Compiti da svolgere
**A)** Nel testo sulle bombe per la guerra in Yemen, perché secondo la Farnesina non c'è niente di nuovo? Spiegalo in una, due o tre frasi.
**B)** Scrivi il seguito del testo sulle bombe per la guerra in Yemen, riprendendo subito dopo l'ultima frase riportata.

Testo da analizzare
= = = = =

Niente di nuovo, in effetti, come affermano i primi commenti che arrivano dalla Farnesina. Secondo il ministero degli Esteri guidato da Angelino Alfano si tratta di «una vicenda già nota, sulla quale il Governo ha fornito chiarimenti più volte nel corso della legislatura, anche in sede parlamentare». La nota ripete la tesi già sostenuta da Gentiloni quando era titolare della Farnesina e cioè che «l’Arabia Saudita non è soggetta ad alcuna forma di embargo, sanzione o altra misura restrittiva internazionale o europea».
LE MOZIONI RIGETTATE ALLA CAMERA
Una tesi ribadita nel dibattito alla Camera del 19 settembre 2017 che ha bocciato, a maggioranza, le mozioni che chiedevano di fermare l’invio di bombe destinate ad alimentare la guerra in Yemen. Tali mozioni riportavano le istanze di una affollata conferenza stampa promossa alla Camera dei deputati il 21 giugno da diverse associazioni e movimenti (Rete italiana disarmo, Banca etica, Amnesty international, Rete pace, Movimento dei Focolari, Oxfam), già autori di una lunga e dettagliata lettera di denuncia indirizzata al ministro Alfano nel marzo di questo 2017 che sta per terminare.

= = = = =

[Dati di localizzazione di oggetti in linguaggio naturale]
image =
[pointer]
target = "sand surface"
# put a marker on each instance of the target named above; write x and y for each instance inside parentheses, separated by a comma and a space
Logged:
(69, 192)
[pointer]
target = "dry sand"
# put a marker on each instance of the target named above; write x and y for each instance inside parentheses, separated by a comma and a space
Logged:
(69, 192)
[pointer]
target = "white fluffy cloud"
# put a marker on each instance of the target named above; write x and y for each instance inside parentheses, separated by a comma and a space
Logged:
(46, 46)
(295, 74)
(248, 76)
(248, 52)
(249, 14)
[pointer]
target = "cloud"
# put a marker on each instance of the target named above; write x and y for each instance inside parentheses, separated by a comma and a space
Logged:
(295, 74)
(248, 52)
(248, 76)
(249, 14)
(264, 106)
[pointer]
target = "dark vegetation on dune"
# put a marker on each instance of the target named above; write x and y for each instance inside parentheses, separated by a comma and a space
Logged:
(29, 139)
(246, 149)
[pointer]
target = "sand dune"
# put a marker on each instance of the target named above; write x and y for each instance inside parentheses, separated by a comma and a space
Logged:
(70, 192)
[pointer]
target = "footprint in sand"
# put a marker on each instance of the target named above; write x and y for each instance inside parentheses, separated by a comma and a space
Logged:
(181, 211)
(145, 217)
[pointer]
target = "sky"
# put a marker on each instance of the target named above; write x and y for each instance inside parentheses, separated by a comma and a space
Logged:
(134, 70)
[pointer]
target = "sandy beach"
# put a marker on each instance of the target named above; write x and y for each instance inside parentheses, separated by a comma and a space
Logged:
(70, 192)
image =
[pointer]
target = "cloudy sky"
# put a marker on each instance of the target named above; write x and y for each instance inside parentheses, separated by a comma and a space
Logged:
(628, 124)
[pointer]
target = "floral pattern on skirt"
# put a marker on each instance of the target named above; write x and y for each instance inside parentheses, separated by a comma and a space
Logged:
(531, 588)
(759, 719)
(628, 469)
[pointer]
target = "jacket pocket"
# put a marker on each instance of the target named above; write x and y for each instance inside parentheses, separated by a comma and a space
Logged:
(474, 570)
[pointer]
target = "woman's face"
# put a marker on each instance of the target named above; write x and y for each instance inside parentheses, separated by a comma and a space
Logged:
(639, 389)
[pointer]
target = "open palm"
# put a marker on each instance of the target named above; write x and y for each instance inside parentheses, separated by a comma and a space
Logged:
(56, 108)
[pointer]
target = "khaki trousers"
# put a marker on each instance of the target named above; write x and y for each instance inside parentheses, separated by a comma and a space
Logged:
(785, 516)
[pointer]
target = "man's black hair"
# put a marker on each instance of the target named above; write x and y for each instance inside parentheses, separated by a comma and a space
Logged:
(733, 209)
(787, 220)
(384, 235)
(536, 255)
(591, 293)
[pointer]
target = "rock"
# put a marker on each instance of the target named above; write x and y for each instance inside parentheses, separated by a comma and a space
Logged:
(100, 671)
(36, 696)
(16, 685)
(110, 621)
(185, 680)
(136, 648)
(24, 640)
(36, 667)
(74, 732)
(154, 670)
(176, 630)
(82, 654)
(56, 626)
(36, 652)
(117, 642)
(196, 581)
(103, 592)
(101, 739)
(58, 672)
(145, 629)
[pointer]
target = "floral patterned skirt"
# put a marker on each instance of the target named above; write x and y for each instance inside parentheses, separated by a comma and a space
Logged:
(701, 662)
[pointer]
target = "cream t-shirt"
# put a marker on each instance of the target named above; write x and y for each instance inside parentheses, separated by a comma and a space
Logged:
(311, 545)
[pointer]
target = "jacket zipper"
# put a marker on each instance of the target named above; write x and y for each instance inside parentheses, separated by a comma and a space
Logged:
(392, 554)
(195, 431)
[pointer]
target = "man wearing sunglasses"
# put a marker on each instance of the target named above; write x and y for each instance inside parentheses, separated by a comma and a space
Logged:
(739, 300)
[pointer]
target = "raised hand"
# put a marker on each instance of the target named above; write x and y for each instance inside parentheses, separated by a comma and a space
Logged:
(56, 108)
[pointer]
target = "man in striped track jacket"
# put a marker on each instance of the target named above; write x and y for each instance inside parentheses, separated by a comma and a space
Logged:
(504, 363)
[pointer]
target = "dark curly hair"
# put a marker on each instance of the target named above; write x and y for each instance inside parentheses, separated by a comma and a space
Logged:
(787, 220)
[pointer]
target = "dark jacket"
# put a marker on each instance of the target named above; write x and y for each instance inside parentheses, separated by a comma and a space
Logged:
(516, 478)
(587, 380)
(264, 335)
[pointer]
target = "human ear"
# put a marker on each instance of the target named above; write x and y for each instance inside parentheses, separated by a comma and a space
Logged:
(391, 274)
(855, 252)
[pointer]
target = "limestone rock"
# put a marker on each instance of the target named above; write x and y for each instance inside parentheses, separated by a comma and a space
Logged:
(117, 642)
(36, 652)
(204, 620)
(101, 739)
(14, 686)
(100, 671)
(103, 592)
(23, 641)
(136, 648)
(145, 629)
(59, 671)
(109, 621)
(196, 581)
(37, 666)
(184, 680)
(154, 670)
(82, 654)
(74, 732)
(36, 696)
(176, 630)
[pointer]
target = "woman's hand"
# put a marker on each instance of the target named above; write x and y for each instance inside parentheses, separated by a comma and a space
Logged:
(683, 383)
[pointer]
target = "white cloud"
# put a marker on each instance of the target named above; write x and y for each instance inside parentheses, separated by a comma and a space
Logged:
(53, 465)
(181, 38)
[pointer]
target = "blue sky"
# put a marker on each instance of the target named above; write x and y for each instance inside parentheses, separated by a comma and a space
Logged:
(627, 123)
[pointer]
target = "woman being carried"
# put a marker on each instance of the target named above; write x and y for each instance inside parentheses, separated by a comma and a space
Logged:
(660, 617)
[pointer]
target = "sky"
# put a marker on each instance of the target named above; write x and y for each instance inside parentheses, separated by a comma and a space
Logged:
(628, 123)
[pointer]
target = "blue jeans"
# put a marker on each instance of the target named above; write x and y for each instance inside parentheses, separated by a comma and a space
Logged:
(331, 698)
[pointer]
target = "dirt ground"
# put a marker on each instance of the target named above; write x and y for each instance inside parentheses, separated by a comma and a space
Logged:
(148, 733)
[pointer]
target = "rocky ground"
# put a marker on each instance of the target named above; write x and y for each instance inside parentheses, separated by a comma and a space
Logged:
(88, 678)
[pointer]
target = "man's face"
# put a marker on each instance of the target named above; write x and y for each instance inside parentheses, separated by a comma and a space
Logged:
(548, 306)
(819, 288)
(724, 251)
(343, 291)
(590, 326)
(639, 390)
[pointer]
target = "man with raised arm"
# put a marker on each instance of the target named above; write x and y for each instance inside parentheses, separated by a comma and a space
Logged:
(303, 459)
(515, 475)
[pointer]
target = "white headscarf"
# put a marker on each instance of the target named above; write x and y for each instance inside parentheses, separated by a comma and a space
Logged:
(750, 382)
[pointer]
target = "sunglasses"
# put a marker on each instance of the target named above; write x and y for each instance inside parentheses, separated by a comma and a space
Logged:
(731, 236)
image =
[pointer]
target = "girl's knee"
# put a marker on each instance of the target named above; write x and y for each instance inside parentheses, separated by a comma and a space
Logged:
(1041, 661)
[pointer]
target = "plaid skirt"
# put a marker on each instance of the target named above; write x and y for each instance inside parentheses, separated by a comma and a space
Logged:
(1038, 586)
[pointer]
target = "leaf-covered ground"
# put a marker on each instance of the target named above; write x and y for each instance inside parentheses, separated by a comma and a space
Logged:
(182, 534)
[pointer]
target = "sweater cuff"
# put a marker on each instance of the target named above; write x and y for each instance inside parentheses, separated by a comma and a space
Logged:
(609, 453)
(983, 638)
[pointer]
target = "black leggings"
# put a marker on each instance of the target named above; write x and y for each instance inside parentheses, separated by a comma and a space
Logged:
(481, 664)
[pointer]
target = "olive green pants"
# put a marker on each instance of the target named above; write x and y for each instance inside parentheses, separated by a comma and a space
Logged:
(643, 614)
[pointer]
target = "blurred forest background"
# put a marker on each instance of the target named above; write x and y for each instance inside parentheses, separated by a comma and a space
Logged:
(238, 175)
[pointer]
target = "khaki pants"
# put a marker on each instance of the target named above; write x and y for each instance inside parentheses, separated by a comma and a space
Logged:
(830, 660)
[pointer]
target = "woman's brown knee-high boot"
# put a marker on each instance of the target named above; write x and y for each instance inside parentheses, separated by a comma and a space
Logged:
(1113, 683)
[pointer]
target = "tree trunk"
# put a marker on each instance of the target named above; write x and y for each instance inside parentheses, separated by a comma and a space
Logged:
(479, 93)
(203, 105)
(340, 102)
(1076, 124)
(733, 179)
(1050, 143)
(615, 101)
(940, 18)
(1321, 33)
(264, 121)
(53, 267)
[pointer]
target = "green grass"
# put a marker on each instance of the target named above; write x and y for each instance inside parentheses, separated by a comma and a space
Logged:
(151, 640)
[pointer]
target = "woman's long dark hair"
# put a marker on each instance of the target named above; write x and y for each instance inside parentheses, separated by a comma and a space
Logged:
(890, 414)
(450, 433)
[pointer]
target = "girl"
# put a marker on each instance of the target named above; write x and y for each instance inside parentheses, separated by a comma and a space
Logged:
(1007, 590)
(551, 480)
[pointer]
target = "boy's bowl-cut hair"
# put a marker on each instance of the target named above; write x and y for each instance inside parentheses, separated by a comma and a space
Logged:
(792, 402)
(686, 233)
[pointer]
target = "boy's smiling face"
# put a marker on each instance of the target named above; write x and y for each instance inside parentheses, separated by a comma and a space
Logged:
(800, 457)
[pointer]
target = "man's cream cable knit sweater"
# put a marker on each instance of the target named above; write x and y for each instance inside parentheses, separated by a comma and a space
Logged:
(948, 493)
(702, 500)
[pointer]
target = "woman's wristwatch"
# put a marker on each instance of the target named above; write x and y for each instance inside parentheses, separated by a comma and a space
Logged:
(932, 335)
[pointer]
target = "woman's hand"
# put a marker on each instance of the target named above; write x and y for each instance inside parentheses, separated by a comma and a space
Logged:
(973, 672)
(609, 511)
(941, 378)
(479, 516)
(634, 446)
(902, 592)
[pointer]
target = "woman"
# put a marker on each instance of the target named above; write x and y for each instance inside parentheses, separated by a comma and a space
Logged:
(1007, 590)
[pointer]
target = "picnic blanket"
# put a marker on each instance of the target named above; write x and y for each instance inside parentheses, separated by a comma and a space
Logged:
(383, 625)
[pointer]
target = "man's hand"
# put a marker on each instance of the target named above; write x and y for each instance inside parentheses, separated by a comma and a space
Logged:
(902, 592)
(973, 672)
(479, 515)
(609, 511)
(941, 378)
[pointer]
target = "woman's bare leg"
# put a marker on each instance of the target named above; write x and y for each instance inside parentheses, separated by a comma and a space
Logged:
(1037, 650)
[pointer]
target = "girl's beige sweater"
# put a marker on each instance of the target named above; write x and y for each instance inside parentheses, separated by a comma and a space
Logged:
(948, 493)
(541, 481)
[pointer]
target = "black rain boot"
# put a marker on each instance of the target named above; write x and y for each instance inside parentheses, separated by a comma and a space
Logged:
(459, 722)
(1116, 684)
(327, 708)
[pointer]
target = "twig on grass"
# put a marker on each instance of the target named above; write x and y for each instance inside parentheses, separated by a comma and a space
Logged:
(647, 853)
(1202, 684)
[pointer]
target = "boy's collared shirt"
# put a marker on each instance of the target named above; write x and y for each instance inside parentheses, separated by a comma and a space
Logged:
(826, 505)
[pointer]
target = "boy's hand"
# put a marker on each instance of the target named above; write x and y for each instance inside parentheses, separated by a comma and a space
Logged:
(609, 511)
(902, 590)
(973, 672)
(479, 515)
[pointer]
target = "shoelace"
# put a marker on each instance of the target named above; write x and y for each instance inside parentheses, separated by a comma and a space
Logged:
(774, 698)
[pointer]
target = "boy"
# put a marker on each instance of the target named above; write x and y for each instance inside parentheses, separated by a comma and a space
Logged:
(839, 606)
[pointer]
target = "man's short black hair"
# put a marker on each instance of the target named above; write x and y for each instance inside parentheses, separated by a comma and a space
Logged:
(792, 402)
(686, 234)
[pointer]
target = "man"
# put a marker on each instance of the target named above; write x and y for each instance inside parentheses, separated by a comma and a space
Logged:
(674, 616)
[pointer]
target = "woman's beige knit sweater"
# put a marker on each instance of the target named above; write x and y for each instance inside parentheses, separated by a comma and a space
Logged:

= = = = =

Risposte ai compiti
**A)** Per il ministero degli Esteri si tratta di una vicenda già nota. Il Governo ha infatti fornito chiarimenti più volte nel corso della legislatura, anche in sede parlamentare.

**B)**
In quella conferenza stampa di giugno, i rappresentanti di Medici senza frontiere avevano riferito dei bombardamenti subiti dalle loro strutture ospedaliere con vittime tra i pazienti e il personale sanitario. Proprio per farsi carico di questa responsabilità morale e politica è stata centrale, in quella sede, la testimonianza del Comitato formatosi nel maggio 2017 in territorio sardo per una riconversione economica capace di andare oltre il ricatto occupazionale di una fabbrica di bombe collocata in una zona martoriata dalla crisi.
Nella denuncia del prestigioso quotidiano Usa, controllato da 120 anni dalla famiglia Ochs-Sulzbergers, si mettono in evidenza rigorosamente i fatti, assieme alle dichiarazioni di due parlamentari sardi di opposizione, Cotti (M5S) e Pili (Unidos), e sullo sfondo, le immagini di manifestanti isolati davanti ai muri della fabbrica italiana di proprietà del gruppo tedesco Rheinmetal.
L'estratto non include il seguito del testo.